_SUPPLIED DATA_

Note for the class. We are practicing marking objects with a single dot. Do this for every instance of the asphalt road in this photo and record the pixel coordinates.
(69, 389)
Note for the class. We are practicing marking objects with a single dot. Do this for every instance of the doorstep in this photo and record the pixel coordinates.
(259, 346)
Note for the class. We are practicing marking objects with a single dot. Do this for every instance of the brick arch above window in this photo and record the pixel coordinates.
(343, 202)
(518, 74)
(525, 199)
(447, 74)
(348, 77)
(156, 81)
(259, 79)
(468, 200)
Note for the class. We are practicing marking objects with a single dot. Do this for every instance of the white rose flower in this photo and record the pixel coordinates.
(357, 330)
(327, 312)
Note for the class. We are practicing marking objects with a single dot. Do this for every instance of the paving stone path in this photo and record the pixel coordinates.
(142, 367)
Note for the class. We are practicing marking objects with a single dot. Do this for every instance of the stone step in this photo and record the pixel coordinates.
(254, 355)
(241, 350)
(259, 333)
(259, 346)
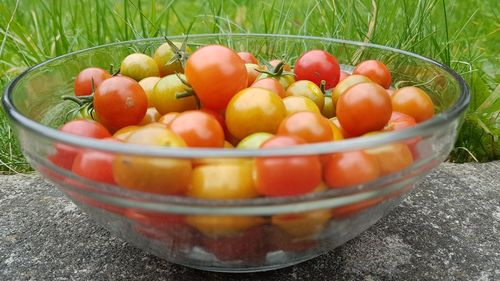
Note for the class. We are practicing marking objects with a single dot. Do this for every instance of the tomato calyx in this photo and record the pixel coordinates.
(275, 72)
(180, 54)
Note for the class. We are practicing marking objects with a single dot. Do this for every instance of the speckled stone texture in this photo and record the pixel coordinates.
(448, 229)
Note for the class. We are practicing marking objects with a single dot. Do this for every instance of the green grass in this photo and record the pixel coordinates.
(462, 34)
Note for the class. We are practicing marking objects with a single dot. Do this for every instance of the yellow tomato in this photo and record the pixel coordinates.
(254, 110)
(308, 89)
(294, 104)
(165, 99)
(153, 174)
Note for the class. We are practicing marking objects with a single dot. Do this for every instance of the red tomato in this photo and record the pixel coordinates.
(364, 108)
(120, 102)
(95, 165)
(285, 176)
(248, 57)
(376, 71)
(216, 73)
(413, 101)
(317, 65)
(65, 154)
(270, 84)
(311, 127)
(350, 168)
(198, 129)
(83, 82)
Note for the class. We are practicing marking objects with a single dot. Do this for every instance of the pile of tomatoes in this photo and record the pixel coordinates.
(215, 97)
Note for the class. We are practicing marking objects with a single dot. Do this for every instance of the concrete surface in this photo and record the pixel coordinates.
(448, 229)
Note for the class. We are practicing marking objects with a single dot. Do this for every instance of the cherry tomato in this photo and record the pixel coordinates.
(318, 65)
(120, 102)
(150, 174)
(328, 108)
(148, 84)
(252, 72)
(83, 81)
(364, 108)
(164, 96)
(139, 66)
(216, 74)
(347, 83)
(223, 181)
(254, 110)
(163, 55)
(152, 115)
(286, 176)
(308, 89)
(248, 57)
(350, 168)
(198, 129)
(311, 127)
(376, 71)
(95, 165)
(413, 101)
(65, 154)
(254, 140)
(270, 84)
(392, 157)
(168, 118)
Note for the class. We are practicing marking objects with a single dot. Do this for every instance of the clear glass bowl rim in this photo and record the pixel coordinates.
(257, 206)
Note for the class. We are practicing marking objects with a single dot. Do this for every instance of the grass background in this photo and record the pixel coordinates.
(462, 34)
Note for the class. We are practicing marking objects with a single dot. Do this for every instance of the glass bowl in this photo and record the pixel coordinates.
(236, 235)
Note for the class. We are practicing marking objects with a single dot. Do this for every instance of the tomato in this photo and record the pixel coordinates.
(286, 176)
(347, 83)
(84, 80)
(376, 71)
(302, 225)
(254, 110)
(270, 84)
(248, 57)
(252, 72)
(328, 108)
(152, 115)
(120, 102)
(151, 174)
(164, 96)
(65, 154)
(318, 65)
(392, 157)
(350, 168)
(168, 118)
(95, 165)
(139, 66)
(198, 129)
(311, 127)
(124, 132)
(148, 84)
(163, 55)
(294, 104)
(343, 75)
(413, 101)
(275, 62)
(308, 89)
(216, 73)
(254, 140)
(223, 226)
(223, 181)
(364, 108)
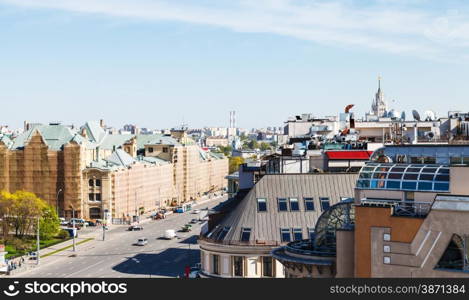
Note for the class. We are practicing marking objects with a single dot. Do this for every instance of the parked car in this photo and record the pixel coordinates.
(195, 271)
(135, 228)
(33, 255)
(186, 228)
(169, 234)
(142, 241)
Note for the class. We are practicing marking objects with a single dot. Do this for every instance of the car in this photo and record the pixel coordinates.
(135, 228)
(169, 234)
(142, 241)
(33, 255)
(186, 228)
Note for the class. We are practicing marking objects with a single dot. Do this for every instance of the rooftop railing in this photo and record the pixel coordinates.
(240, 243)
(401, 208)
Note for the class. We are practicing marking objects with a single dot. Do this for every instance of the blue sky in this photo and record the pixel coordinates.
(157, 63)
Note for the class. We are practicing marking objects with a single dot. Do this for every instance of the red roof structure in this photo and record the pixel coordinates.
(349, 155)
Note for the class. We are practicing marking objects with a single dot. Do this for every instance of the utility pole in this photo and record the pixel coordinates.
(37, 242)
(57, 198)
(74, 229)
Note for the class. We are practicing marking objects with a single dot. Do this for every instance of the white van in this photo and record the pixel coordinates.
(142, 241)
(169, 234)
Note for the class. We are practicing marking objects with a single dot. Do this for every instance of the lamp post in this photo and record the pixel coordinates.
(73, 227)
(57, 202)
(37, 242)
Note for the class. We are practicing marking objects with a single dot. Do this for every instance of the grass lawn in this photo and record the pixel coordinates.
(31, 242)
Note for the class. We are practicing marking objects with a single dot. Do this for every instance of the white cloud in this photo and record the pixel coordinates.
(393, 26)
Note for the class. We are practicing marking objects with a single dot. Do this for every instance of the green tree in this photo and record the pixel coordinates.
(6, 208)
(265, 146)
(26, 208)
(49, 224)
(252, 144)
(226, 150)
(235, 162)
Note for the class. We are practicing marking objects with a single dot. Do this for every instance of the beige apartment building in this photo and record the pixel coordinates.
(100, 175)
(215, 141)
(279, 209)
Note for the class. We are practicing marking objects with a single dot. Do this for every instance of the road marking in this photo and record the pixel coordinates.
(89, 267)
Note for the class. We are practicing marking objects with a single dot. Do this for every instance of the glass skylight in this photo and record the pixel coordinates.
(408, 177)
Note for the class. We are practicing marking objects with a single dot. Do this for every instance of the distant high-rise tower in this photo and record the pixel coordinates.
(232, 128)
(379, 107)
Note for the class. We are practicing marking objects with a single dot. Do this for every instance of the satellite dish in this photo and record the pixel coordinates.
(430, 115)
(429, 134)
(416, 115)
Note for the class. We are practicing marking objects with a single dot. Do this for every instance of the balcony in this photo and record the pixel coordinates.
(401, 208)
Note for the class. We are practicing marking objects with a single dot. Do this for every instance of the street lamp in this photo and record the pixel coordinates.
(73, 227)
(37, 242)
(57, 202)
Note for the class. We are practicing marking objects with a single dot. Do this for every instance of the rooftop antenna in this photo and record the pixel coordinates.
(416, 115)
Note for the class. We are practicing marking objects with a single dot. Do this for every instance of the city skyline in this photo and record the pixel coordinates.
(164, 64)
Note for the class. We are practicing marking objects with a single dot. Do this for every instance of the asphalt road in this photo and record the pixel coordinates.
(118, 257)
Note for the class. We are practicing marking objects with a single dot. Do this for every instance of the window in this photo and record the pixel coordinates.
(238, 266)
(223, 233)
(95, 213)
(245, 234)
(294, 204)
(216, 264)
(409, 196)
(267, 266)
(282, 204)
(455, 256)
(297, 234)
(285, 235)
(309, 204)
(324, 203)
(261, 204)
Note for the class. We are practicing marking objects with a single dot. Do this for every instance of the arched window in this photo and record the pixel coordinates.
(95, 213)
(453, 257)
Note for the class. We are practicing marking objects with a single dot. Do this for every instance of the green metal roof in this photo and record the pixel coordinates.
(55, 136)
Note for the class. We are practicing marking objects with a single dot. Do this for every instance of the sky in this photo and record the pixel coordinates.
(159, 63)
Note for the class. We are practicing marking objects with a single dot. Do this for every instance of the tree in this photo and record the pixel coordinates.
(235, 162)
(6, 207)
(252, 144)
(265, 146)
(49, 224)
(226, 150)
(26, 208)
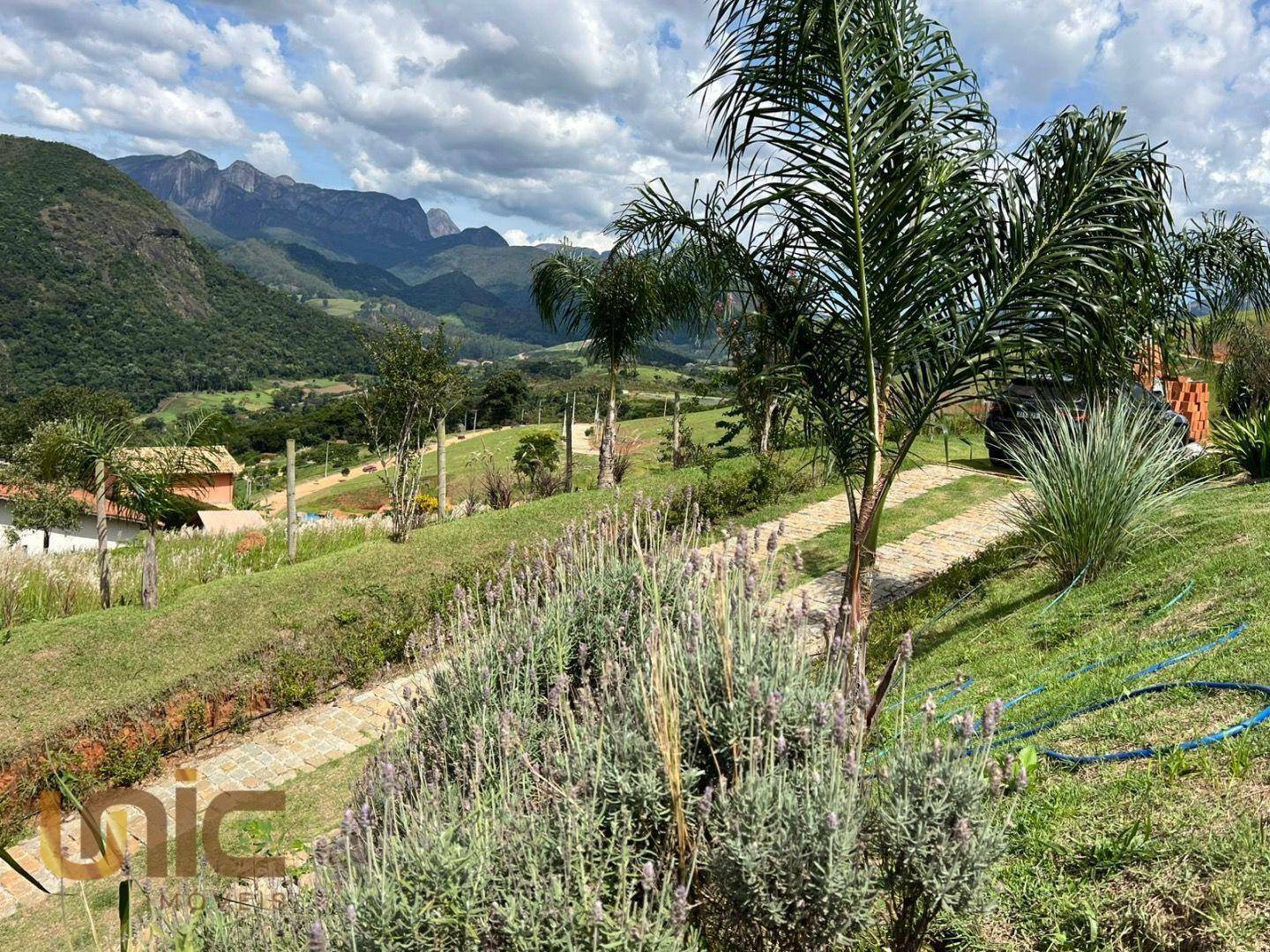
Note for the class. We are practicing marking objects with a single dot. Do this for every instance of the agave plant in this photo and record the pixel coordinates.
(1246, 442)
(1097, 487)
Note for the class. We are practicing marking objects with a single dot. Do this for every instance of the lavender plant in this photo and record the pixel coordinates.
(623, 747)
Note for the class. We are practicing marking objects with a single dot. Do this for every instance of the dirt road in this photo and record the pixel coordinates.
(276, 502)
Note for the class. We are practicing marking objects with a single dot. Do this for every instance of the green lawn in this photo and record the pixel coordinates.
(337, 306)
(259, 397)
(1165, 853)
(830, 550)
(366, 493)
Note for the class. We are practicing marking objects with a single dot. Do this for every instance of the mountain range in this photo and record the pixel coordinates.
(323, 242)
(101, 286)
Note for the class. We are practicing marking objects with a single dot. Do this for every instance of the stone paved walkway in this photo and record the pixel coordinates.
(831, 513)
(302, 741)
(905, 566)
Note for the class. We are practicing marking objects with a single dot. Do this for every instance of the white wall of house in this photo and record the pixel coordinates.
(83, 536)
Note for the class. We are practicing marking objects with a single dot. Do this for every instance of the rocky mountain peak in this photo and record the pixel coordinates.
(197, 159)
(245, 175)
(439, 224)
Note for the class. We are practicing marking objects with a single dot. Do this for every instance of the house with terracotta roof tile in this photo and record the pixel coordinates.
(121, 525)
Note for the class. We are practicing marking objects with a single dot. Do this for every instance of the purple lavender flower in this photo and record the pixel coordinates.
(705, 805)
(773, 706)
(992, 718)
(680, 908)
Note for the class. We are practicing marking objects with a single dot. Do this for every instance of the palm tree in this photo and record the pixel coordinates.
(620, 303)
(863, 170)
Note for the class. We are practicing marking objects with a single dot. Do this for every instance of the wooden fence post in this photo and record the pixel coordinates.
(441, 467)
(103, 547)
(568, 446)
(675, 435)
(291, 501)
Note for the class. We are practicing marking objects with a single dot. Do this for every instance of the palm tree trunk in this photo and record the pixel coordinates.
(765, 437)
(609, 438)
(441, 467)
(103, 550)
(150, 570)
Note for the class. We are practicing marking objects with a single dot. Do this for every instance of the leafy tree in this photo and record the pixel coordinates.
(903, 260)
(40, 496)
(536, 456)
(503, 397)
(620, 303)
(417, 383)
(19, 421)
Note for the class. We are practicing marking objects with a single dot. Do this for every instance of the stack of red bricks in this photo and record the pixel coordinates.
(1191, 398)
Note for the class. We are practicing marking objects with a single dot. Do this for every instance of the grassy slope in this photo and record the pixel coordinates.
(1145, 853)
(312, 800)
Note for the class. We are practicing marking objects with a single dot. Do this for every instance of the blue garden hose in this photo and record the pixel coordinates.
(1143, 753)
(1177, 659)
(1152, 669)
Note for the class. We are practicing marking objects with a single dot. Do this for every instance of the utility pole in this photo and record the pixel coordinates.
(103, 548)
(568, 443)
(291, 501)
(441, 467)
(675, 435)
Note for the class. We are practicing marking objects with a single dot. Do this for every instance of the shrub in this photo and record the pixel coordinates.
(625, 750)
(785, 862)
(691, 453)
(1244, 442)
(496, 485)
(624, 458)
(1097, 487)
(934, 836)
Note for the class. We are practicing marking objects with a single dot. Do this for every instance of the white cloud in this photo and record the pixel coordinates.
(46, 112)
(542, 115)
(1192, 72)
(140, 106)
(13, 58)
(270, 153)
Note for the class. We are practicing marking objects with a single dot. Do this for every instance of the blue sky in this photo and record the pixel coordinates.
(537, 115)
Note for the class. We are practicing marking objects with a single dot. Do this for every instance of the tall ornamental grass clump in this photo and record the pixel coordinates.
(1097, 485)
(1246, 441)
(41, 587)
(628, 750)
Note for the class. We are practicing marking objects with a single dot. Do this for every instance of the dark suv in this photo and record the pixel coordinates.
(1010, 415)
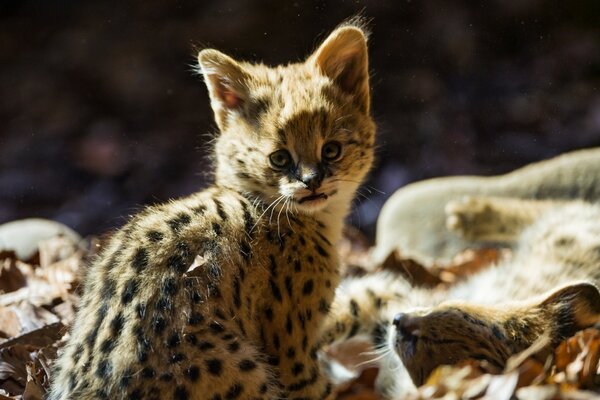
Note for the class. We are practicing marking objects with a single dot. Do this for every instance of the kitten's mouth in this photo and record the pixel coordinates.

_EXERCISE DESCRIPTION_
Write out the lines of the listing from the one that holds "the blue garden" to the very last line, both included, exactly as they appear and without any pictures.

_CORRECT OUTPUT_
Note for the class. We are practicing marking objects with a single dot. Do this for every instance of the blue garden hose in this photo and record the pixel coordinates.
(1143, 753)
(1177, 659)
(1152, 669)
Note for the class. We are practicing marking objects with a single dot. Do this for every instance of the utility pole in this photo and record the pixel coordinates.
(103, 548)
(568, 443)
(291, 501)
(441, 467)
(675, 435)
Note for the class. We are practicing marking objects with a single dot. Do this for every instance of the shrub in this photo and record the pixel coordinates.
(625, 750)
(785, 862)
(691, 453)
(1244, 442)
(496, 485)
(624, 458)
(1097, 487)
(934, 836)
Note for the class. We are practicing marking objects with a single dot. Do this for every instance of the white cloud in this photo and record the pixel coordinates.
(46, 112)
(542, 115)
(1192, 72)
(140, 106)
(13, 58)
(270, 153)
Note for the class. We are practicing marking objects with a single dot. Do this for every instance of the blue sky in this photo and record the pixel coordinates.
(537, 115)
Note for the class. We are practicing marking objects with a single dot. Do this for every instance of the tall ornamental grass clump in this photo and record the pixel coordinates.
(1097, 485)
(1246, 441)
(41, 587)
(628, 750)
Note for the class. We are practicing marking objects with a single dot. Do this for every instance of the dark suv in this photo and record the pixel coordinates.
(1010, 415)
Note for the class. We are practicing marking objects with a single dot. Do this for every instance of the kitten's mouth in this photo and record the pixel coordinates.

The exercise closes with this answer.